─── Source material

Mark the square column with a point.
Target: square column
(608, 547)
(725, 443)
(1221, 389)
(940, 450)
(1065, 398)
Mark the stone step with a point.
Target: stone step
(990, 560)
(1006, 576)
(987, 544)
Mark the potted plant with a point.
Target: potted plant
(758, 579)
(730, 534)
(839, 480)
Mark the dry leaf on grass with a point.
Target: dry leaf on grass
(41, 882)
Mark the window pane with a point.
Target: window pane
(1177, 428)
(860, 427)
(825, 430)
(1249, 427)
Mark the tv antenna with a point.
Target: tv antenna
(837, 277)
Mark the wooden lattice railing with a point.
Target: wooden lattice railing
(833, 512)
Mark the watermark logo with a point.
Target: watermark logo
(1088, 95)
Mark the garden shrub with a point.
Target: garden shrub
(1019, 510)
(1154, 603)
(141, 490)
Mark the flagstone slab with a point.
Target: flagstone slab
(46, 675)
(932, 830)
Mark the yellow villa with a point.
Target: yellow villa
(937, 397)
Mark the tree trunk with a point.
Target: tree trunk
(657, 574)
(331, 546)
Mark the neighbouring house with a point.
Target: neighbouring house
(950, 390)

──────

What you are asked to do: Convert the entries from the one containing "Mark the tv antenna with a point." through the end of the entries into a two-column CSV with the headers instruction and points. Give one row per entry, with its text and its answer each in a single quoted field and line breaks replaced by spaces.

Finished exercise:
instruction,points
"Mark the tv antenna with a point. Target: tv antenna","(837, 277)"
"Mark the wooden lattice railing with a point. Target: wooden lattice railing","(833, 512)"
"Mark the watermark logo with a point. Target: watermark logo","(1088, 95)"
"Mark the garden shrub with a point. Target: garden shrub","(1019, 510) (1154, 603) (141, 490)"
"Mark the flagstone slab with a point. Target: flagstone slab","(46, 675) (932, 830)"
"Mark the yellow villa with a point. Target: yellow villa","(937, 397)"
"Mark the tree trunk with a point. Target: tree trunk","(657, 574) (331, 546)"
"Mark the neighbouring house with a point. Target: neighbouring house","(950, 390)"